▶ _Stated task_:
Write out the records below word for word, please.

┏━━

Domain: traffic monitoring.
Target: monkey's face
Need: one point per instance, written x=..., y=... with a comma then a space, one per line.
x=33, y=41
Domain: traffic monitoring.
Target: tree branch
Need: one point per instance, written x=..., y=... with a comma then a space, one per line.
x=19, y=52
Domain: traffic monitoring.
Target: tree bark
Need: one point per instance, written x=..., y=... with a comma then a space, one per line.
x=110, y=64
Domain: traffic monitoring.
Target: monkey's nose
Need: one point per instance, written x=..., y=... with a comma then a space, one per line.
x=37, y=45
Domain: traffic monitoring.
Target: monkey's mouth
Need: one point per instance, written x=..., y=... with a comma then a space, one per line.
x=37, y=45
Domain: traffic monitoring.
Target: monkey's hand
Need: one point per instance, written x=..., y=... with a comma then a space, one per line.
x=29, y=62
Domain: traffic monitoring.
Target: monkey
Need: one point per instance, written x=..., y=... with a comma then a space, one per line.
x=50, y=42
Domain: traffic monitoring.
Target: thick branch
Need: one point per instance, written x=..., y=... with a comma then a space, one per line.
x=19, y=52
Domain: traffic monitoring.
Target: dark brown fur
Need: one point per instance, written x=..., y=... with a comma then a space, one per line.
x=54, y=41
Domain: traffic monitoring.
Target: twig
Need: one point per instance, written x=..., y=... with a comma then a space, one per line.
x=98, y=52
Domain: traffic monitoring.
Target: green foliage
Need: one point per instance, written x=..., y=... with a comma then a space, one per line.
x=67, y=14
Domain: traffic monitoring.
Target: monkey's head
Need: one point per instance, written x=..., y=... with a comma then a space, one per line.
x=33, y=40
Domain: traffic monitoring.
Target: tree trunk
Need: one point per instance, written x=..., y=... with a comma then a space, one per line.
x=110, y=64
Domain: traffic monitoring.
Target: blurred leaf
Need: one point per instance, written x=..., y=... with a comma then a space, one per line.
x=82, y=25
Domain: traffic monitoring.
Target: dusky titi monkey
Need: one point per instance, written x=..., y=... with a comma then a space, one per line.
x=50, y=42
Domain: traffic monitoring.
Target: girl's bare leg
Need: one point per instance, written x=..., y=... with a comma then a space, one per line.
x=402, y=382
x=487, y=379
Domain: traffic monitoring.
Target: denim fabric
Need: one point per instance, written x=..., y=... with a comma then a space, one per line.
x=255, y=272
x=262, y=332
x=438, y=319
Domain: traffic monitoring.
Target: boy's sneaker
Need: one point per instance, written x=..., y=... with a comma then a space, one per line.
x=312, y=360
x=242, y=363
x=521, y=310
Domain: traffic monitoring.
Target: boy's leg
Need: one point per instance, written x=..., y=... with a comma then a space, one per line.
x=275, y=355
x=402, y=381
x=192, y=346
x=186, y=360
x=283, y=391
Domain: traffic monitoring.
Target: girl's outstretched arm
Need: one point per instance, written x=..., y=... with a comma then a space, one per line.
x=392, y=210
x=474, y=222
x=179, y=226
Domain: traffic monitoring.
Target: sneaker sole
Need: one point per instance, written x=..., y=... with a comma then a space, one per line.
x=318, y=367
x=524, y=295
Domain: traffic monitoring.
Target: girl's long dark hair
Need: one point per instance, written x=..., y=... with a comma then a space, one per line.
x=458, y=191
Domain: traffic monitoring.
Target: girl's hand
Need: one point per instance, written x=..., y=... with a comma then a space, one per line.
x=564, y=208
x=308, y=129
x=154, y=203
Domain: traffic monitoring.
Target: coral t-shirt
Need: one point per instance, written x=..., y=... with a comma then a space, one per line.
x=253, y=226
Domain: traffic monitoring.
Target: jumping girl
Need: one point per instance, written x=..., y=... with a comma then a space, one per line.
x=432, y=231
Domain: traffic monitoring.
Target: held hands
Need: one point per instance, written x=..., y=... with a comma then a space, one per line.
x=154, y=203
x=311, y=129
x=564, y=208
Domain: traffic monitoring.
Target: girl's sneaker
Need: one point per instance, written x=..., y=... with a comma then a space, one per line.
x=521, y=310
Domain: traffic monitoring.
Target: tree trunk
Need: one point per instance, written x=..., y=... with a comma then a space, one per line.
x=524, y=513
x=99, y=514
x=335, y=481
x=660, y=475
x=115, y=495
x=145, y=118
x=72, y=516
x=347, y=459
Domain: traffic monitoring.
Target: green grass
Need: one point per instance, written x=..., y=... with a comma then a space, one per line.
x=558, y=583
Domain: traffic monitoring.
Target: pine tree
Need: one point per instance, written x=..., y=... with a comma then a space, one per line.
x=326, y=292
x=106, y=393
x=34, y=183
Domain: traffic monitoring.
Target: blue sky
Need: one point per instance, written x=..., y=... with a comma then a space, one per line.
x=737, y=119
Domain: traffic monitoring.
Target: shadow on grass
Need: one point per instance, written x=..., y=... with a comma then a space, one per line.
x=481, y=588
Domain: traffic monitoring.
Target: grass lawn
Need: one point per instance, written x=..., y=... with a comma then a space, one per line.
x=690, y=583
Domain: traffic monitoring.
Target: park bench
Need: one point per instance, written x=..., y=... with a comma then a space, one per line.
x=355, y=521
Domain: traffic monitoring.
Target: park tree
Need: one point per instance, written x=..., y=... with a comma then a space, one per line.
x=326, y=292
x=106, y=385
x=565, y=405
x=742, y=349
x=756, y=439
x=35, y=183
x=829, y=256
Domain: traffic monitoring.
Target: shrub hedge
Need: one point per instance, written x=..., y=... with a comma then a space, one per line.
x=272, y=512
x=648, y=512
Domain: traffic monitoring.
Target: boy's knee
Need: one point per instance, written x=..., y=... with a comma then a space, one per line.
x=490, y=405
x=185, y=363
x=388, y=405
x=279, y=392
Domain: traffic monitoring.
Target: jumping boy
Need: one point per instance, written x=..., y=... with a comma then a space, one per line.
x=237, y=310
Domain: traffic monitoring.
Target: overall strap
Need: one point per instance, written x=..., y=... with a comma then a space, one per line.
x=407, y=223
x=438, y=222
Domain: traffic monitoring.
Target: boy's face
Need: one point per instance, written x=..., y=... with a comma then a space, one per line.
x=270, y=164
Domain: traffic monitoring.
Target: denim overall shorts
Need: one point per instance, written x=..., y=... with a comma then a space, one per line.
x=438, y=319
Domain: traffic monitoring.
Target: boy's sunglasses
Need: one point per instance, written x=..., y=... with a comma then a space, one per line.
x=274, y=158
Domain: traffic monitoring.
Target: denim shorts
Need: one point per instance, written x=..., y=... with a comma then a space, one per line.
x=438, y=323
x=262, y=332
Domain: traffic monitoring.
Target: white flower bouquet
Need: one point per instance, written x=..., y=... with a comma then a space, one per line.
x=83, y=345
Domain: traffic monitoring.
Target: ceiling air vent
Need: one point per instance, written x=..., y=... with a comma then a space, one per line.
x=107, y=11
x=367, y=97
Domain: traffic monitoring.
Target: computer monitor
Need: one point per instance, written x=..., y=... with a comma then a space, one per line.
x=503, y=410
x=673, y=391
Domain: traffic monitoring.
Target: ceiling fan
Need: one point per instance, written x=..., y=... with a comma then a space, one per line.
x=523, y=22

┗━━

▶ _Correct output_:
Domain: traffic monitoring.
Target: monkey's face
Need: one point per instance, written x=..., y=... with a comma then a space, one per line.
x=33, y=41
Domain: traffic monitoring.
Target: tree branch
Need: one point per instance, written x=..., y=... with a comma then a space, one per line.
x=19, y=52
Domain: traffic monitoring.
Target: tree bark
Need: one point per instance, written x=..., y=... with a comma then a space, one per line.
x=110, y=64
Domain: traffic monitoring.
Target: monkey's nose
Need: one point per instance, written x=..., y=... with a comma then a space, one per line.
x=37, y=45
Domain: traffic monitoring.
Target: monkey's mouth
Need: one point per instance, written x=..., y=... with a comma then a space, one per line.
x=37, y=45
Domain: traffic monitoring.
Target: monkey's hand
Need: one point per instance, written x=..., y=... with a comma then a space, one per line.
x=29, y=62
Domain: traffic monitoring.
Target: monkey
Need: one point per instance, written x=..., y=... with a comma then a space, one per line.
x=50, y=42
Domain: traffic monitoring.
Target: thick branch
Need: one point per instance, written x=..., y=... with a comma then a space, one per line.
x=19, y=52
Domain: traffic monitoring.
Target: dark brown fur
Need: one point per instance, written x=..., y=... with a comma then a space, one per line.
x=54, y=41
Domain: traffic monitoring.
Target: twig
Need: one point per instance, written x=..., y=... with a comma then a space, one per line.
x=98, y=52
Domain: traffic monitoring.
Target: green foliage
Need: one point per instance, written x=..., y=... with a comma then a space, one per line.
x=67, y=14
Domain: traffic monitoring.
Target: monkey's head
Need: one point per instance, written x=..., y=... with a comma then a space, one per line.
x=33, y=40
Domain: traffic monitoring.
Target: tree trunk
Need: one point per instance, written x=..., y=... with a comma then a space, one per line.
x=110, y=64
Domain: traffic monitoring.
Target: blurred leaf
Need: one point per instance, written x=..., y=... with a comma then a space, one per line.
x=82, y=25
Domain: traffic monitoring.
Target: dusky titi monkey
Need: one point per instance, written x=..., y=... with a comma then a space, one per line.
x=50, y=42
Domain: traffic monitoring.
Target: girl's bare leg
Need: one point per instance, written x=..., y=... with a comma then a space, one per line.
x=402, y=382
x=487, y=379
Domain: traffic monitoring.
Target: denim fabric
Need: one point per instance, written x=..., y=... with a comma then a space, one per line.
x=255, y=272
x=262, y=332
x=438, y=319
Domain: traffic monitoring.
Target: boy's sneaker
Need: one point per instance, written x=..., y=... with a comma then a space, one per line.
x=312, y=360
x=242, y=363
x=521, y=310
Domain: traffic monitoring.
Target: boy's leg
Need: one point per instance, written x=..., y=... with a comma then a space, one per line.
x=275, y=355
x=402, y=381
x=192, y=346
x=186, y=360
x=283, y=391
Domain: traffic monitoring.
Target: girl's outstretched arm
Need: one point per instance, written x=..., y=... with a comma then a space, one per line.
x=392, y=210
x=474, y=222
x=179, y=226
Domain: traffic monitoring.
Target: sneaker sole
Need: one point per instance, written x=..., y=... with a comma then a space, one per line.
x=318, y=367
x=524, y=295
Domain: traffic monitoring.
Target: girl's long dark hair
Need: one point per instance, written x=..., y=... with a comma then a space, one per line.
x=458, y=191
Domain: traffic monitoring.
Target: girl's hand
Need: one point per instance, written x=..., y=... with a comma then a space, one per line.
x=564, y=208
x=308, y=129
x=154, y=203
Domain: traffic monitoring.
Target: coral t-shirt
Need: one point per instance, written x=..., y=... with a comma then a space, one per line.
x=253, y=226
Domain: traffic monitoring.
Target: jumping girl
Need: one point per instance, written x=..., y=... with a comma then a space, one per line.
x=432, y=231
Domain: traffic monitoring.
Target: held hands
Need: one point per instance, written x=..., y=... with a comma then a space, one per line.
x=154, y=203
x=311, y=129
x=564, y=208
Domain: traffic monitoring.
Target: girl's sneaker
Need: one point per instance, written x=..., y=... with a comma then a space, one per line.
x=521, y=310
Domain: traffic monitoring.
Target: tree trunk
Need: one point per instance, written x=..., y=... with a comma then a space, one per line.
x=524, y=513
x=99, y=514
x=335, y=481
x=660, y=475
x=115, y=495
x=145, y=118
x=72, y=516
x=347, y=459
Domain: traffic monitoring.
Target: green grass
Need: one point per instance, written x=..., y=... with a comma then a space, one per line.
x=558, y=583
Domain: traffic monitoring.
Target: pine tree
Need: one point per instance, written x=..., y=... with a comma then a space, one per line.
x=326, y=292
x=106, y=393
x=34, y=183
Domain: traffic monitoring.
Target: blue sky
Need: one point per instance, written x=..., y=... with a comma then a space, one per line.
x=737, y=119
Domain: traffic monitoring.
Target: shadow on grass
Need: one point per instance, written x=..., y=... with a comma then a space, one per line.
x=481, y=588
Domain: traffic monitoring.
Target: grass lawn
Need: one point per instance, written x=..., y=... with a comma then a space, one per line.
x=690, y=583
Domain: traffic monitoring.
Target: park bench
Need: one point per instance, written x=..., y=... with a comma then a space, one per line.
x=355, y=521
Domain: traffic monitoring.
Target: park tree
Need: one point per instance, written x=..., y=... with a comma then a space, one per line.
x=326, y=292
x=106, y=385
x=565, y=405
x=742, y=349
x=756, y=439
x=35, y=183
x=829, y=256
Domain: traffic monitoring.
Target: shrub hedge
Need: one point per instance, written x=..., y=... with a comma then a space, one per line.
x=272, y=512
x=648, y=512
Domain: traffic monitoring.
Target: boy's knee
Need: one point per instance, written x=..., y=... with a comma then a space, one per line.
x=490, y=405
x=185, y=363
x=388, y=405
x=279, y=392
Domain: traffic monitoring.
Target: jumping boy
Need: one point per instance, written x=..., y=... with a comma then a space, one per line.
x=237, y=310
Domain: traffic monitoring.
Target: overall strap
Need: one point per instance, written x=..., y=... with a comma then a space, one per line.
x=407, y=223
x=438, y=222
Domain: traffic monitoring.
Target: boy's face
Need: one point per instance, written x=..., y=... with a comma then a space, one per line.
x=270, y=164
Domain: traffic monitoring.
Target: denim overall shorts
Need: one point per instance, written x=..., y=... with a comma then a space, one per line.
x=438, y=319
Domain: traffic monitoring.
Target: boy's sunglasses
Need: one point per instance, written x=..., y=... with a comma then a space, one per line.
x=274, y=158
Domain: traffic monitoring.
Target: denim shorts
Need: one point per instance, written x=..., y=... with a comma then a space, one per line.
x=438, y=323
x=262, y=332
Domain: traffic monitoring.
Target: white flower bouquet
Need: one point per instance, written x=..., y=... with a comma then a space, one per line.
x=83, y=345
Domain: traffic monitoring.
Target: ceiling air vent
Need: one point per instance, written x=..., y=... with a comma then a space, one per line.
x=107, y=11
x=367, y=97
Domain: traffic monitoring.
Target: computer monitor
Need: one point per instance, written x=..., y=... with a comma then a space, one per line.
x=503, y=410
x=673, y=391
Domain: traffic monitoring.
Target: ceiling fan
Need: one point per instance, written x=..., y=... with a comma then a space, one per line.
x=523, y=22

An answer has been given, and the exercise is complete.